### What the task asks
Without the images, print all the entries below exactly as given.

### Input records
------------------------------------------------------------
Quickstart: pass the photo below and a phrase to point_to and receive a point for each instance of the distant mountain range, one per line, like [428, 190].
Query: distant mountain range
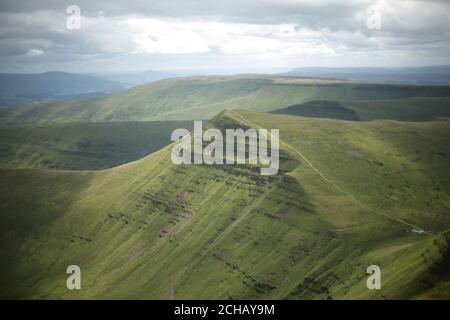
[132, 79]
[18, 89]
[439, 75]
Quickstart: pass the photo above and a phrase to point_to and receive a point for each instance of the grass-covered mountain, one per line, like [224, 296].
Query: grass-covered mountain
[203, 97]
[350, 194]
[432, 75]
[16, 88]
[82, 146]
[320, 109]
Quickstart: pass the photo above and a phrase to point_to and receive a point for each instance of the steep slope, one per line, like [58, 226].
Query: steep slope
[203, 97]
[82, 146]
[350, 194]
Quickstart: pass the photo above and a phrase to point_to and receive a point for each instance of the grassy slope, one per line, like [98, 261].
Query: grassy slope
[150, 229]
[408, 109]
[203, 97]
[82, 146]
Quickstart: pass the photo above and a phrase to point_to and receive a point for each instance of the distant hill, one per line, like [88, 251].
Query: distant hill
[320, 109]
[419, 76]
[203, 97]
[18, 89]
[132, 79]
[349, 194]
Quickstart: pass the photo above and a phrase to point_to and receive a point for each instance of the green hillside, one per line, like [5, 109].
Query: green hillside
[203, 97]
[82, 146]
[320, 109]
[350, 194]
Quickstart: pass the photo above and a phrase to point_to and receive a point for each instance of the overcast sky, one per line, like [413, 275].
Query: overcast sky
------------------------------------------------------------
### Reply to the task
Quickstart: pass the photo below and a phrase to point_to and receive a point for each instance of the distant mountain range, one per line, like [428, 190].
Query: distant mountain range
[132, 79]
[18, 89]
[439, 75]
Quickstart: pass the photo above and a phrase to point_to and receive a point for each instance of the grass-covered mountain, one per line, like [224, 296].
Query: grass-covered mountain
[203, 97]
[350, 194]
[432, 75]
[16, 88]
[82, 146]
[320, 109]
Quickstart: pass the photo above and a phrase to point_to and receive a point for each instance of the steep slope, one per line, like [58, 226].
Query: steep slope
[203, 97]
[82, 146]
[350, 194]
Quickstart: pass the photo above and a phrase to point_to and receive a point for each instance of the grassy slope, one per line, like [98, 261].
Query: grassy slope
[150, 229]
[408, 109]
[203, 97]
[82, 146]
Quickstart: pass the photo above and a phrase to point_to and receive a point for each instance of the distant hill, one per line, like [88, 251].
Query: distant hill
[320, 109]
[419, 76]
[203, 97]
[18, 89]
[132, 79]
[349, 194]
Quickstart: pass the photo above and a phrase to point_to and receive a point for each instance of the green hillside, one per line, like [5, 109].
Query: green hillside
[203, 97]
[82, 146]
[320, 109]
[350, 194]
Quickstart: pass the photo above and a phrase to point_to and receive a point for each instance of the overcast sky, one per line, like [413, 275].
Query: overcast sky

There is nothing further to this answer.